**TASK DESCRIPTION:** The complete listing goes into the output exactly, without its pictures.

#### INPUT FOR THIS TASK ####

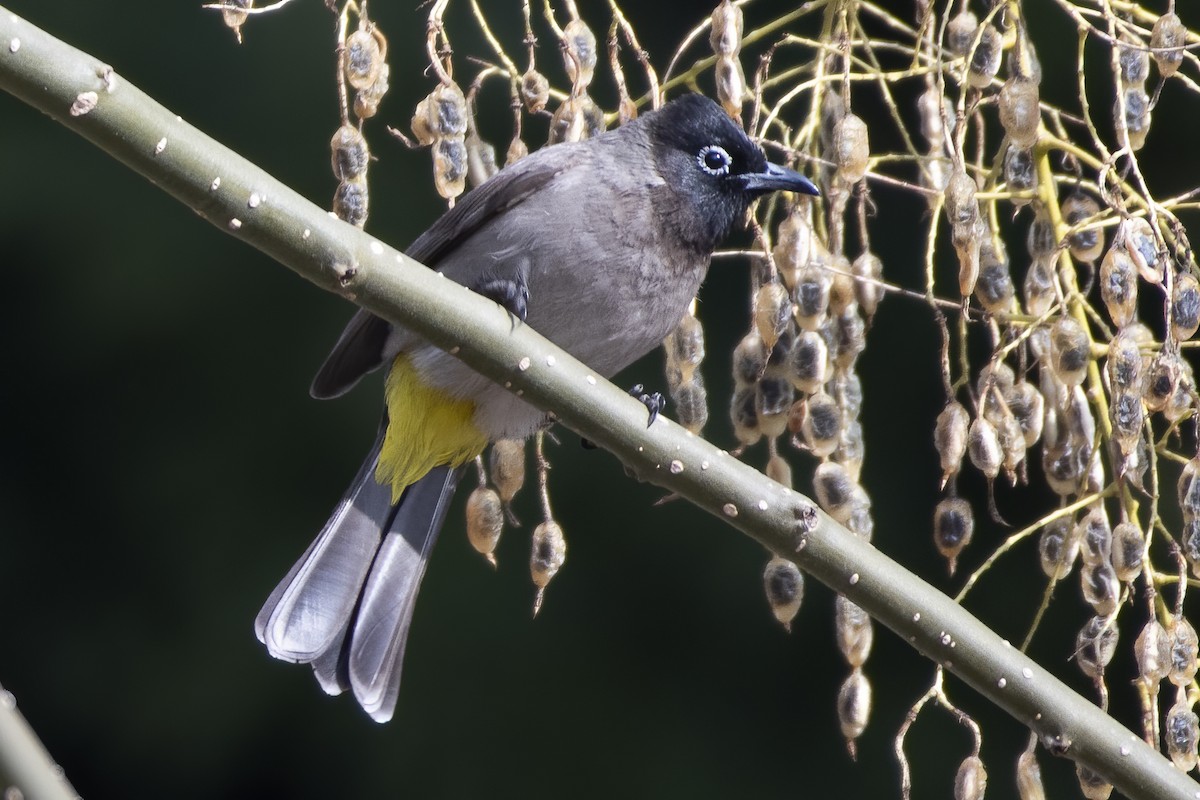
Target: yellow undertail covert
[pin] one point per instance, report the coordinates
(426, 428)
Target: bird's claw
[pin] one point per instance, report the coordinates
(513, 295)
(654, 402)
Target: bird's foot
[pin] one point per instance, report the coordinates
(654, 402)
(513, 295)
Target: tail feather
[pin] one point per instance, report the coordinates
(346, 606)
(376, 645)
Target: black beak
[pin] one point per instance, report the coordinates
(777, 178)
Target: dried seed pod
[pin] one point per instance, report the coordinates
(1029, 774)
(731, 85)
(507, 468)
(1029, 407)
(1069, 350)
(1189, 542)
(779, 470)
(983, 446)
(971, 780)
(1020, 173)
(773, 312)
(850, 338)
(349, 154)
(750, 359)
(725, 36)
(1182, 402)
(546, 558)
(851, 149)
(1095, 647)
(1038, 288)
(960, 32)
(985, 60)
(851, 449)
(1134, 61)
(1152, 650)
(1182, 648)
(834, 491)
(1168, 38)
(1057, 548)
(1138, 239)
(1019, 112)
(966, 227)
(233, 17)
(1181, 733)
(366, 101)
(516, 151)
(579, 53)
(1093, 785)
(485, 522)
(856, 632)
(862, 523)
(1041, 240)
(994, 288)
(795, 244)
(685, 346)
(1135, 121)
(364, 56)
(447, 109)
(576, 118)
(1128, 415)
(690, 400)
(1185, 307)
(849, 391)
(841, 287)
(822, 425)
(1188, 489)
(1125, 362)
(784, 584)
(1095, 536)
(853, 708)
(1101, 588)
(480, 158)
(1162, 380)
(813, 286)
(1119, 286)
(352, 200)
(951, 438)
(953, 528)
(534, 91)
(773, 401)
(868, 271)
(744, 414)
(1085, 245)
(1128, 548)
(808, 362)
(450, 167)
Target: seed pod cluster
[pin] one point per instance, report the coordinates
(1131, 109)
(365, 62)
(725, 38)
(546, 558)
(441, 121)
(684, 353)
(784, 584)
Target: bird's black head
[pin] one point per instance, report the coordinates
(713, 169)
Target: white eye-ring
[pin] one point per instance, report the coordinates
(714, 160)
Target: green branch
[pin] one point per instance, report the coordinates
(249, 204)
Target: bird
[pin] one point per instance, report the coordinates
(598, 245)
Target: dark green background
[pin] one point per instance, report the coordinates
(161, 465)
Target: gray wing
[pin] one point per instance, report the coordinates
(363, 346)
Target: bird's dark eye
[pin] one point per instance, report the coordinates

####

**EXPECTED ANSWER:**
Target: yellow undertail covert
[pin] one point per instance, report the coordinates
(426, 428)
Target: bird's claw
[pin] one point per instance, report the coordinates
(513, 295)
(654, 402)
Target: bird's foot
[pin] one point per instance, report the coordinates
(654, 402)
(513, 295)
Target: tail feather
[pin] one point per instance, report the coordinates
(346, 606)
(376, 645)
Target: black beak
[pin] one point per instance, report the coordinates
(777, 178)
Target: dried seed pod
[pin] one point per instance, report the coordinates
(1029, 774)
(731, 85)
(507, 468)
(1029, 407)
(1069, 350)
(1189, 542)
(779, 470)
(983, 446)
(971, 780)
(1020, 173)
(773, 312)
(850, 338)
(349, 154)
(750, 359)
(725, 36)
(1182, 402)
(546, 558)
(851, 149)
(1095, 647)
(1038, 288)
(960, 32)
(985, 60)
(851, 449)
(1134, 61)
(1152, 650)
(1182, 648)
(834, 491)
(1168, 38)
(1057, 548)
(1138, 239)
(1019, 112)
(966, 227)
(233, 17)
(1181, 733)
(366, 101)
(516, 151)
(579, 53)
(1093, 785)
(485, 522)
(856, 632)
(862, 523)
(1041, 240)
(994, 288)
(795, 244)
(685, 346)
(1135, 121)
(364, 56)
(447, 109)
(576, 118)
(1128, 415)
(690, 400)
(1185, 307)
(849, 391)
(841, 287)
(822, 425)
(1188, 489)
(1125, 362)
(784, 584)
(1095, 536)
(853, 708)
(1101, 588)
(480, 158)
(1162, 380)
(813, 286)
(1119, 286)
(352, 200)
(951, 438)
(953, 528)
(534, 91)
(773, 401)
(868, 271)
(744, 414)
(1085, 245)
(1128, 548)
(808, 362)
(450, 167)
Target: seed pod cluster
[pin] one point per instance, report the coordinates
(1131, 109)
(365, 62)
(725, 38)
(546, 558)
(441, 121)
(684, 353)
(784, 584)
Target: bird's black head
[pin] one point per instance, report the coordinates
(713, 169)
Target: white eye-ring
[pin] one point per instance, report the coordinates
(714, 160)
Target: green branch
[pin] one point per instance, report the coordinates
(249, 204)
Target: bird
[pin] one point per instance, report the coordinates
(598, 245)
Target: dark green background
[pin] one point per instance, report the coordinates
(161, 465)
Target: gray wing
[pin] one point per instance, report the coordinates
(363, 346)
Target: bird's dark eye
[pin] one point per instance, report the coordinates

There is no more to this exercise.